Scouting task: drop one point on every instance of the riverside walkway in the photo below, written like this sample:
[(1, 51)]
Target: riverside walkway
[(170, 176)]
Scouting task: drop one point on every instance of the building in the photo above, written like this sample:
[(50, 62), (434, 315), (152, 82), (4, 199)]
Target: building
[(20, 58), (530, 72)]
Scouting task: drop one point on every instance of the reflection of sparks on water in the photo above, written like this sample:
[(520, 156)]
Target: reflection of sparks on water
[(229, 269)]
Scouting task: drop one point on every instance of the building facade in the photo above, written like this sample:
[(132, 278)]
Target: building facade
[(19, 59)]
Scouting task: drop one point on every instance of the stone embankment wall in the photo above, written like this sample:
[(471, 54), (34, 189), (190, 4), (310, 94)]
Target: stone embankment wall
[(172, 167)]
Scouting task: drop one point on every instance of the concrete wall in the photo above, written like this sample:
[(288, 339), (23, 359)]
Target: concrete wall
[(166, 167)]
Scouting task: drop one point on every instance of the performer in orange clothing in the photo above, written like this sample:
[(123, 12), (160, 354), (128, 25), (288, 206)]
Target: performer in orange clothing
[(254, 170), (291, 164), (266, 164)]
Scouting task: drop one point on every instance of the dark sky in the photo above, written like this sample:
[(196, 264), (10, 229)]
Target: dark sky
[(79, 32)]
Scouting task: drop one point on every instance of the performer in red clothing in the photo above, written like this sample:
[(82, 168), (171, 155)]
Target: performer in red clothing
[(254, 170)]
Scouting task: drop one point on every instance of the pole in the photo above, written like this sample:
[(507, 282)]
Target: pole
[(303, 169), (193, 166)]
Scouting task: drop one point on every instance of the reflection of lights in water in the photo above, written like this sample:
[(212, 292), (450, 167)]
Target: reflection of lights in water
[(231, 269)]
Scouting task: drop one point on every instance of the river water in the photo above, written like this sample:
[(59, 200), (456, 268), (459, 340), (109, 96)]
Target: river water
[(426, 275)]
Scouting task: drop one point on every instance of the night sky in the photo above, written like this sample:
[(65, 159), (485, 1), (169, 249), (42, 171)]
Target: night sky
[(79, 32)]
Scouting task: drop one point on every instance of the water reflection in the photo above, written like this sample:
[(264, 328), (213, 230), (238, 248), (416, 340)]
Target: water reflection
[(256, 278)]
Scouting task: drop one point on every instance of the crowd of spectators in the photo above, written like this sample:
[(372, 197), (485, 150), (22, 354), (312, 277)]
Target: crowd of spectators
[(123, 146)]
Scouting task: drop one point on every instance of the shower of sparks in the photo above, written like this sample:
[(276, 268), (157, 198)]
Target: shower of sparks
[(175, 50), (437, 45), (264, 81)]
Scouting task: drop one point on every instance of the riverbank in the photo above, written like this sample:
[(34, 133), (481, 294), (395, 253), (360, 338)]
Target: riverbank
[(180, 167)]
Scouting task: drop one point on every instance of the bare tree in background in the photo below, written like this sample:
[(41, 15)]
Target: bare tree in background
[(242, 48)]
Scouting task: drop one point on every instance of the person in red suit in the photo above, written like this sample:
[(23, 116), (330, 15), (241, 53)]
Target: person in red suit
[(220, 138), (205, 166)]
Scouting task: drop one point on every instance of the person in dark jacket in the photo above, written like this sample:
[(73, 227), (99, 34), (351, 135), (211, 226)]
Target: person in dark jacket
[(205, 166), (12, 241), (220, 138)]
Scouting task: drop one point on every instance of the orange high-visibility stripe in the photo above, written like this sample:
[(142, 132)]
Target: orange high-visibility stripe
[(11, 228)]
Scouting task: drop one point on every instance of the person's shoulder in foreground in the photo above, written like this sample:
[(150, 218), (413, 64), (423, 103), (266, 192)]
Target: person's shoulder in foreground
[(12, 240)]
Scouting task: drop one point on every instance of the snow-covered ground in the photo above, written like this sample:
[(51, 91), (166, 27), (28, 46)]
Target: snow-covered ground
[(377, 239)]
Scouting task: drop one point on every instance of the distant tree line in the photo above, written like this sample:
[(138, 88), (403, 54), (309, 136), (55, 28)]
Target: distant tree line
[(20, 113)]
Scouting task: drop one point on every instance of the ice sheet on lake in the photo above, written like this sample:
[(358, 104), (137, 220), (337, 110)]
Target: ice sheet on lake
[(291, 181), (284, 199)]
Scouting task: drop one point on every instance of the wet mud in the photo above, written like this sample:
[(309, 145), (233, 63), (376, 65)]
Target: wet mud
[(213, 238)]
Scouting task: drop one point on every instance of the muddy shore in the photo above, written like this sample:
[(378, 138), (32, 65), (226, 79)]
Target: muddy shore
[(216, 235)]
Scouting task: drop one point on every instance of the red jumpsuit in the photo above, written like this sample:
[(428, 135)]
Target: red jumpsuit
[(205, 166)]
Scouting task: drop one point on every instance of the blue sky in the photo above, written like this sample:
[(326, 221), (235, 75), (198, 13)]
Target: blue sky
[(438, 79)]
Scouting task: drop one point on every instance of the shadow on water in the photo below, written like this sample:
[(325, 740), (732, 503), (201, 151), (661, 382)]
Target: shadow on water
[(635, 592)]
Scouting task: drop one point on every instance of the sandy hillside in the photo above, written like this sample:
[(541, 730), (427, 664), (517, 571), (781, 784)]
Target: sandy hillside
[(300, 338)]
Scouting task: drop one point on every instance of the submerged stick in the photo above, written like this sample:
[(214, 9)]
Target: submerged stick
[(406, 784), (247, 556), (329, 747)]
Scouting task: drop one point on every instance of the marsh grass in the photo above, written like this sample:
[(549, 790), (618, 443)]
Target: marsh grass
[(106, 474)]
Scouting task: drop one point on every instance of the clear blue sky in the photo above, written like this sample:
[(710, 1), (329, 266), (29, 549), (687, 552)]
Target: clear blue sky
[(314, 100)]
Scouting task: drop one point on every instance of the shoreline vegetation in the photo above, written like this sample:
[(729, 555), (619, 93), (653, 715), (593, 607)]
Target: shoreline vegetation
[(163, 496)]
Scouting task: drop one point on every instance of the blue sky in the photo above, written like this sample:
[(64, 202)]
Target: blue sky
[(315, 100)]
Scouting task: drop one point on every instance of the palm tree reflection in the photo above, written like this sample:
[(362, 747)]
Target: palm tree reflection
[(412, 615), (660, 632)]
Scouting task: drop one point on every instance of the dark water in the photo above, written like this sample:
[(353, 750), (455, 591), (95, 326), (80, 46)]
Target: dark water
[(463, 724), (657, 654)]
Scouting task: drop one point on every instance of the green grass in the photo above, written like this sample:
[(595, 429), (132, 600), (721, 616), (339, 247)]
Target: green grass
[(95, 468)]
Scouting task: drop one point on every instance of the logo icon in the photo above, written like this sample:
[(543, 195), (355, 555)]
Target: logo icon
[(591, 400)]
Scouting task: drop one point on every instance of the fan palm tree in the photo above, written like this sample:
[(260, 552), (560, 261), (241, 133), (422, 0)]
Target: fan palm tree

============

_PROBLEM TO SOLVE_
An exact retyping of the full listing is required.

_TASK RESULT_
Scouting task: drop one point on every instance of the riverside walkway in the photo below, written like this sample:
[(1, 51)]
Target: riverside walkway
[(170, 176)]
Scouting task: drop one point on every instance of the building in the photo above, written like this sample:
[(50, 62), (434, 315), (152, 82), (4, 199)]
Target: building
[(20, 58), (530, 72)]
Scouting task: drop one point on every instance of the reflection of sparks on water in the photo above, written like this sample:
[(520, 156)]
Target: reflection of sparks on water
[(229, 269)]
Scouting task: drop one point on every instance of the building facade in the photo above, written like this sample:
[(132, 278)]
Target: building facade
[(19, 59)]
Scouting task: drop one point on every instance of the stone embankment wall in the photo above, written like this sample:
[(471, 54), (34, 189), (190, 4), (310, 94)]
Target: stone embankment wall
[(172, 167)]
Scouting task: drop one point on every instance of the concrete wall in the photo above, written like this sample:
[(288, 339), (23, 359)]
Target: concrete wall
[(166, 167)]
Scouting task: drop one point on every instance of the performer in orange clothing in the photo above, written like this sample:
[(123, 12), (160, 354), (128, 25), (288, 206)]
Target: performer in orange clothing
[(254, 170), (291, 164), (266, 164)]
Scouting task: drop one point on every instance of the dark sky in the photo above, written like this sample:
[(196, 264), (10, 229)]
Target: dark sky
[(79, 32)]
Scouting task: drop one point on every instance of the performer in red clothing in the photo above, written like this sample:
[(82, 168), (171, 155)]
Target: performer in red clothing
[(254, 170)]
Scouting task: drop one point on every instance of the pole in the photo above, written like this sample:
[(507, 282)]
Target: pole
[(303, 169), (193, 166)]
Scouting task: drop one point on every instance of the reflection of lights in water in the photo above, written like this sample:
[(212, 292), (450, 167)]
Target: reflection of lights in water
[(231, 269)]
Scouting task: drop one point on every instance of the river water in the photo above, written like this sample:
[(59, 200), (456, 268), (459, 340), (109, 96)]
Target: river water
[(426, 275)]
Scouting task: drop one point on every instance of the night sky in the photo above, written like this sample:
[(65, 159), (485, 1), (169, 249), (42, 171)]
Target: night sky
[(79, 32)]
Scouting task: drop one point on every instance of the water reflection in the photo above, written like this sample:
[(264, 328), (213, 230), (238, 248), (416, 340)]
Target: water reflection
[(256, 278)]
Scouting task: drop one point on every instance of the crowd of spectators in the photo above, written like this sample:
[(372, 197), (485, 150), (22, 354), (312, 277)]
Target: crowd of spectators
[(123, 146)]
Scouting task: drop one point on every instance of the shower of sparks in the photo above, written like this sample:
[(276, 268), (157, 198)]
Target: shower of sparks
[(175, 50), (437, 45), (264, 81)]
Scouting task: drop one point on every instance of the riverbank in the photo above, written like this sample:
[(34, 133), (481, 294), (395, 253), (360, 338)]
Target: riverbank
[(180, 167)]
Scouting task: drop one point on every instance of the bare tree in background in the photo below, written like this sample:
[(41, 15)]
Target: bare tree in background
[(242, 48)]
Scouting task: drop one point on every instance of the person in red suit in the photo above, written like this sample:
[(23, 116), (330, 15), (241, 53)]
Target: person in red suit
[(220, 138), (205, 166)]
Scouting task: drop one point on every instance of the person in dark jacket in the photo above, written like this sample:
[(73, 227), (99, 34), (351, 135), (211, 226)]
Target: person in dark jacket
[(205, 166), (12, 241), (220, 138)]
Scouting task: drop one point on every instance of the orange high-visibility stripe in the photo above, written like this sample:
[(142, 132)]
Target: orange high-visibility stripe
[(11, 228)]
Scouting task: drop one point on every instance of the person's shoulder in foreground in the photo above, written like this sample:
[(150, 218), (413, 64), (423, 103), (266, 192)]
Target: person's shoulder in foreground
[(12, 240)]
Scouting task: drop one point on every instance of the snow-covered ground in the photo above, written like this sample:
[(51, 91), (166, 27), (28, 46)]
Target: snow-covered ground
[(377, 239)]
Scouting task: drop one point on every instance of the distant tree line in the photo above, written like this sample:
[(138, 88), (403, 54), (309, 136), (55, 28)]
Target: distant tree line
[(20, 113)]
Scouting task: drop one point on every instance of the ice sheet on lake in the photo above, written like this sample:
[(358, 104), (137, 220), (337, 110)]
Target: ice sheet on lake
[(291, 181), (284, 199)]
Scouting task: drop one point on every instance of the wet mud in the photo above, written like this sample:
[(309, 145), (233, 63), (376, 65)]
Target: wet mud
[(213, 238)]
Scouting task: drop one point on every instance of the muddy shore in the photo above, written like this sample:
[(378, 138), (32, 65), (226, 79)]
Target: muddy shore
[(216, 235)]
Scouting task: drop one point on every instance of the red jumpsuit in the photo above, written like this sample:
[(428, 135)]
Target: red jumpsuit
[(205, 166)]
Scouting task: drop one point on every instance of the blue sky in the photo above, written like this sample:
[(326, 221), (235, 75), (198, 13)]
Target: blue sky
[(438, 79)]
Scouting task: drop one point on every instance of the shadow on water in the photo below, written like this sample:
[(325, 740), (732, 503), (201, 151), (661, 382)]
Target: shadow on water
[(635, 592)]
Scouting task: drop one point on every instance of the sandy hillside in the photo above, written like this sample:
[(541, 730), (427, 664), (517, 571), (781, 784)]
Target: sandy hillside
[(300, 338)]
Scouting task: drop one point on every instance of the submerged stick in the photo above, written like this sample:
[(214, 9)]
Target: submerged stick
[(406, 784), (247, 556), (329, 747)]
Scouting task: drop one point on every instance of the marsh grass in the photo above, written like this sample:
[(549, 790), (618, 443)]
Target: marsh grass
[(106, 474)]
Scouting task: drop one point on every instance of the clear blue sky in the photo above, written like this sample:
[(710, 1), (329, 266), (29, 549), (687, 552)]
Target: clear blue sky
[(314, 100)]
Scouting task: drop one point on every instance of the shoreline vegetation in the photo above, written like this sample:
[(729, 555), (619, 93), (653, 715), (593, 607)]
Target: shoreline vegetation
[(163, 496)]
Scouting task: drop one point on every instance of the blue sky in the photo above, written like this sample:
[(64, 202)]
Target: blue sky
[(315, 100)]
Scouting task: drop one point on every instance of the palm tree reflection in the photo above, written like this sample:
[(362, 747)]
Target: palm tree reflection
[(412, 615), (660, 632)]
Scouting task: drop one point on every instance of the dark water in the photo above, written like this sample:
[(353, 750), (455, 591), (95, 326), (80, 46)]
Target: dark water
[(463, 724), (657, 654)]
Scouting task: drop one point on every instance of the green grass in the photo above, written like this sample:
[(595, 429), (132, 600), (721, 616), (339, 247)]
Target: green grass
[(95, 468)]
Scouting task: drop one point on every instance of the logo icon in the photo above, written like this sample:
[(543, 195), (355, 555)]
Target: logo icon
[(591, 400)]
Scouting task: drop one point on every instance of the fan palm tree in the photo above, written like this sample:
[(260, 552), (560, 261), (241, 133), (422, 0)]
Target: fan palm tree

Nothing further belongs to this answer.